Prompt a —
Reproduce the passage from the Nepal earthquake article that begins at the words "Although Nepal’s geographical" and ends after the words "India and China.".

Text shown —
=======

Sunday, 3 May 2015

Geopolitics and the Nepal earthquake.

Last Saturday’s earthquake centred just outside of the Nepalese capital, Kathmandu, has caused devastation, grief and chaos to the already poverty stricken country. Hundreds of aftershocks continue to plague Nepal, creating large tent cities all throughout Kathmandu and Nepal’s regional areas. With little or no governmental regulation and control over the movement and pricing of goods, prices are starting to rapidly fluctuate. Yesterday there was a large scale protest in front of Nepal’s parliament asking for the resignation of Nepal’s Home Affairs Minister. The Maoist political parties are now gaining support, as they criticise the government for not being appropriately self-sufficient and having to rely on foreign assistance. An abundance of foreign aid donors, including militaries, NGO’s and governments are struggling to get appropriate supplies into Kathmandu airport as the single runway airport is clogged with passengers, unnecessary aid and humanitarian aircraft. Nepal is a mess, and it is only going to get worse for the beautiful landlocked country. 

Although Nepal’s geographical location is a blessing, bringing in millions of foreign tourists, and being a sense of pride and joy for the Nepalese, its geographical position also creates numerous complications for Nepal, making the recovery and rebuilding process potentially complicated and dangerous. Poverty within Nepal has been conveniently facilitated due to Nepal’s geographical location, a buffer state between two rival superpowers, India and China. 

Traditionally Nepal and her people have had more in common and more links with its southern neighbour, India. Religiously, culturally, economically and customarily Nepal resembles that of India. However in more recent years China has stated to make a significant impact within the small country. Chinese investment has been gradually increasing, ties between politicians in Nepal and China have been growing closer, and more and more Chinese products are filling Nepal’s shops. Previously it was India who was welcomed in Nepal, however now Chinese investment and infrastructure is welcomed above that of Indian investment and infrastructure, due to Chinese efficiency and lack of red-tape.

A poor Nepal has suited everyone; India, because a poor Nepal gives India more dominance over economics, goods and politics; and China, because a poor neighbour next to Tibet is better than a strong and prosperous state that has a voice. The decades old insurgency the Nepalese state has had with the Maoist Rebels, can be seen as a India/China proxy war. With China supporting the Maoists and India supporting anti-communist nationalistic political parties, closely aligned to Indian political parties such as the BJP. Arguably Nepal, even if it wanted to, would not be ‘allowed’ to become prosperous, due to large Indian cooperations instantly purchasing small Nepalese businesses as soon as they have market share. Deliberately pushing up prices to maximise profit. India has also deliberately assisted Nepal with its large Tibetan population, deliberately annoying China. As China gains strength in Nepal it has been urging the Nepalese government to have stricter controls over Tibetan populations, restricting their movements, and allowing Chinese agencies to spy on their activities.

=======

(Some records)
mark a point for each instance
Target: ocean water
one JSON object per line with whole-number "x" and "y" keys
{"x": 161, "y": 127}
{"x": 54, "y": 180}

=======

Prompt b —
Please write out the listing above again with "ocean water" swapped for "sea water", keeping everything else the same.

Full solution a —
Although Nepal’s geographical location is a blessing, bringing in millions of foreign tourists, and being a sense of pride and joy for the Nepalese, its geographical position also creates numerous complications for Nepal, making the recovery and rebuilding process potentially complicated and dangerous. Poverty within Nepal has been conveniently facilitated due to Nepal’s geographical location, a buffer state between two rival superpowers, India and China.

Full solution b —
mark a point for each instance
Target: sea water
one JSON object per line with whole-number "x" and "y" keys
{"x": 161, "y": 127}
{"x": 54, "y": 180}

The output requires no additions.